- **THE PROBLEM**
Using the life insurance discussion below, answer yes or no to whether each statement agrees with it, and quote the deciding words: (a) Mr. Freeman says a single client shopped to 10 companies can get very different responses; (b) Mr. Wright says carriers face no legal requirement to work off mortality tables; (c) Mr. Piontek says he himself gets 4 life expectancy reports.

-- Start PASSAGE PROVIDED --

Mr. Finfer: It is amazing how someone could lose a multimillion-dollar life insurance policy and how many times we have to order a duplicate as part of our due diligence. They sign the forms and they say, “Where is the money?”

And I say, “Well, you’ve got to have a policy to get the money.”

We are seeing many of these high networth individuals sitting in front of their CNBC, Fox Television, MSNBC, and their computer watching their life savings get depleted. Now more than ever they want to know what the value of that policy is.

They are actually listening to what they were told and what they have read in The Wall Street Journal and what they read in the “Death Bond” article in Business Week and so forth and they are saying, “Maybe I should evaluate this policy. Maybe it’s money I could use today.”

Mr. Piontek: Well, I want to go back to one thing about the life expectancies because Bryan is saying the life business is looking now to you because of the expertise that has been developed in the settlement business with life expectancies. You say you get 4 life expectancy reports, and they are all over the place. It seems like a little bit of a contradiction to me. I’m just wondering whether at some point there is going to be a push for standardization?

Mr. Freeman: No.

Mr. Haynie: No, it’s opinions.

Mr. Freeman: There has been no place in the life industry in 100 years for standardization. You can literally take one client and shop it to 10 companies and get very different responses.

Mr. Haynie: If one carrier won’t issue a policy, someone else will. It depends on the month.

Mr. Wright: They are still required to work off of certain mortality tables. They have to by law, so there is some standardization. However, yes, when they want to get the business, they bend the rules.

Mr. Haynie: Well, one thing I will speak to is that at least some life expectancy companies are realizing there are other services they provide than life expectancy and how the life expectancy is viewed.

-- End PASSAGE PROVIDED --
-- Start DATASET ROWS --

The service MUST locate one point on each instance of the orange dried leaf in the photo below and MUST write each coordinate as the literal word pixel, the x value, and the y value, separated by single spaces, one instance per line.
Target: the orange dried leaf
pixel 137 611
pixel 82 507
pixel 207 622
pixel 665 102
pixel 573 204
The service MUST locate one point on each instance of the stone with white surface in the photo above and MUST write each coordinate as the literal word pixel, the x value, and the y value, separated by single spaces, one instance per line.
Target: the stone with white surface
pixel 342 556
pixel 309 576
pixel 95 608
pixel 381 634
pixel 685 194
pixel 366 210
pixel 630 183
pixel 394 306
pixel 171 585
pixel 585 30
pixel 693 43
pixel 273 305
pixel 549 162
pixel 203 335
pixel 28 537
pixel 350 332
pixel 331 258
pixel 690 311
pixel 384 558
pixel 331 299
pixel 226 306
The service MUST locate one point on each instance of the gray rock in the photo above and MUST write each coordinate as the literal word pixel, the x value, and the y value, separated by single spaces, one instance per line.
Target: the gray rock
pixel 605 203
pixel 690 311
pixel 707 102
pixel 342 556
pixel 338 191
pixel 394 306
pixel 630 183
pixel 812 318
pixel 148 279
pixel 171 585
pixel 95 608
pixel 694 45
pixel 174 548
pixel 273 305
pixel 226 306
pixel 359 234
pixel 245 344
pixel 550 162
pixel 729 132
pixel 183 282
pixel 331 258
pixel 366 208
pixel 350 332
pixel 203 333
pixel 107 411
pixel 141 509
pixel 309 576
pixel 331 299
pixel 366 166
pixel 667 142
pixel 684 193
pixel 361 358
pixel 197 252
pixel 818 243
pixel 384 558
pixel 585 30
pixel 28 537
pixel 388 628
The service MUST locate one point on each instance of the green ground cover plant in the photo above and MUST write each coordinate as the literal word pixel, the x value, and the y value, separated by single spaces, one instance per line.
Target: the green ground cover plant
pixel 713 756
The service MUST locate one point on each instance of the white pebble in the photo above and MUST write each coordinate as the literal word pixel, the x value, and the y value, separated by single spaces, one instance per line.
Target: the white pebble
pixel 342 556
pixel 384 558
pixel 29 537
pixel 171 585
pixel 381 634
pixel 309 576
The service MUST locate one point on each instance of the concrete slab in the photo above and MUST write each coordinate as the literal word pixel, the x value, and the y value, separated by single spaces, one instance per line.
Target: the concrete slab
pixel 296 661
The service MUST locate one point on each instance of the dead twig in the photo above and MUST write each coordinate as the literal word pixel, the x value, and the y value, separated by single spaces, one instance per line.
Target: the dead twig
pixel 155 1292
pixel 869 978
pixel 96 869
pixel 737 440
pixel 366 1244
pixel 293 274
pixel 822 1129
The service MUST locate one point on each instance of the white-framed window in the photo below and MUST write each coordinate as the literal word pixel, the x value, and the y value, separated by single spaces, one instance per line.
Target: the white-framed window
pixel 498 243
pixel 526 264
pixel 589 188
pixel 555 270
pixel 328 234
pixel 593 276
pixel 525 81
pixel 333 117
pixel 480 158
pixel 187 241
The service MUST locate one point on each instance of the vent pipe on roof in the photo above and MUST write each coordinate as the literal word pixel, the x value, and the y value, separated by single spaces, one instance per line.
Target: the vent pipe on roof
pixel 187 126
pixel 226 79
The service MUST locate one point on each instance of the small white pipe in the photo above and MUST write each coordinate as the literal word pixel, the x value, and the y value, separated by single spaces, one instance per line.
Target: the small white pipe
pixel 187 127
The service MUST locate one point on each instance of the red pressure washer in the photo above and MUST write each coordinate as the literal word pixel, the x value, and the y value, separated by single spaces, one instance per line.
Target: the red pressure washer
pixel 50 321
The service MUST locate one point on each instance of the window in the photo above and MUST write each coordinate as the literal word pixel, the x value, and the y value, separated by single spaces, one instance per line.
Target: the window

-- End DATASET ROWS --

- **RESULT OF THIS TASK**
(a) Yes: "You can literally take one client and shop it to 10 companies and get very different responses."
(b) No: "They are still required to work off of certain mortality tables. They have to by law, so there is some standardization."
(c) No: "You say you get 4 life expectancy reports, and they are all over the place."